WHAT THE EXERCISE ASKS = The answer is a single number: the count of lines below in which the word "green" appears.

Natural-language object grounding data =
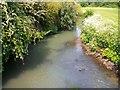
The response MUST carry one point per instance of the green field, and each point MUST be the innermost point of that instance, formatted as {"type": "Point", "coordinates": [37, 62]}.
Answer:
{"type": "Point", "coordinates": [111, 13]}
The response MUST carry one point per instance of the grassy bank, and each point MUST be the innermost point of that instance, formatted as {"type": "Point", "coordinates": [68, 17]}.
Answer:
{"type": "Point", "coordinates": [100, 33]}
{"type": "Point", "coordinates": [110, 13]}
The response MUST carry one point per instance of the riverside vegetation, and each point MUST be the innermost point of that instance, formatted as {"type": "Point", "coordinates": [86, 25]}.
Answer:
{"type": "Point", "coordinates": [28, 22]}
{"type": "Point", "coordinates": [100, 34]}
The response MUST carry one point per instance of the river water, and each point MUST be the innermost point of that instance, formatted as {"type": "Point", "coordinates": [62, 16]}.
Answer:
{"type": "Point", "coordinates": [56, 63]}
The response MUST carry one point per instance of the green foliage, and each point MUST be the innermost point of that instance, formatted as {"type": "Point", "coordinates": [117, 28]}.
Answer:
{"type": "Point", "coordinates": [111, 55]}
{"type": "Point", "coordinates": [88, 13]}
{"type": "Point", "coordinates": [100, 4]}
{"type": "Point", "coordinates": [25, 23]}
{"type": "Point", "coordinates": [68, 15]}
{"type": "Point", "coordinates": [102, 33]}
{"type": "Point", "coordinates": [17, 31]}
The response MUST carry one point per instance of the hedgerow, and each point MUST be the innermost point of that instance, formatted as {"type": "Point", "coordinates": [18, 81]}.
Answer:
{"type": "Point", "coordinates": [102, 33]}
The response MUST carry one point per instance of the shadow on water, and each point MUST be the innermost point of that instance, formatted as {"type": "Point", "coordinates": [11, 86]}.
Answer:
{"type": "Point", "coordinates": [36, 56]}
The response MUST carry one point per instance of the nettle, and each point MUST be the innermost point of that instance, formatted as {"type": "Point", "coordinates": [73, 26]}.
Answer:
{"type": "Point", "coordinates": [102, 33]}
{"type": "Point", "coordinates": [17, 31]}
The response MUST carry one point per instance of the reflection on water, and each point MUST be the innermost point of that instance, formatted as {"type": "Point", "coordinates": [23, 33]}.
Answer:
{"type": "Point", "coordinates": [52, 64]}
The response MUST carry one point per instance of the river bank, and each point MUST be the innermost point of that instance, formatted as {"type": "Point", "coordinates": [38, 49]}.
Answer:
{"type": "Point", "coordinates": [97, 55]}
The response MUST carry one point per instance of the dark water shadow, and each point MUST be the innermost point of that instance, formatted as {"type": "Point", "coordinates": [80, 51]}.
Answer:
{"type": "Point", "coordinates": [36, 56]}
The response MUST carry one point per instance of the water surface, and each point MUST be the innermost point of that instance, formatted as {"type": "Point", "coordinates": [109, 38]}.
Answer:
{"type": "Point", "coordinates": [55, 63]}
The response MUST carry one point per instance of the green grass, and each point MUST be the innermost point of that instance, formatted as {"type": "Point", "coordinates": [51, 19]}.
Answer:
{"type": "Point", "coordinates": [110, 13]}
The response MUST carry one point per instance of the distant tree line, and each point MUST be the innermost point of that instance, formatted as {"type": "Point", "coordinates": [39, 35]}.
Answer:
{"type": "Point", "coordinates": [100, 4]}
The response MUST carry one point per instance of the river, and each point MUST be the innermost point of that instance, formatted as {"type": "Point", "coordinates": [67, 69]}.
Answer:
{"type": "Point", "coordinates": [56, 63]}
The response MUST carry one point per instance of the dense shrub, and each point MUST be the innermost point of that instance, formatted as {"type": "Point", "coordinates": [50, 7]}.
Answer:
{"type": "Point", "coordinates": [102, 33]}
{"type": "Point", "coordinates": [17, 31]}
{"type": "Point", "coordinates": [100, 4]}
{"type": "Point", "coordinates": [88, 13]}
{"type": "Point", "coordinates": [24, 23]}
{"type": "Point", "coordinates": [68, 15]}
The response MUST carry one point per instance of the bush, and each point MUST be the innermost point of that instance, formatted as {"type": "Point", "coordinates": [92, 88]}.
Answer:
{"type": "Point", "coordinates": [88, 13]}
{"type": "Point", "coordinates": [102, 33]}
{"type": "Point", "coordinates": [17, 32]}
{"type": "Point", "coordinates": [25, 23]}
{"type": "Point", "coordinates": [68, 15]}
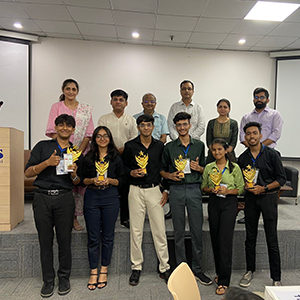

SOLUTION = 3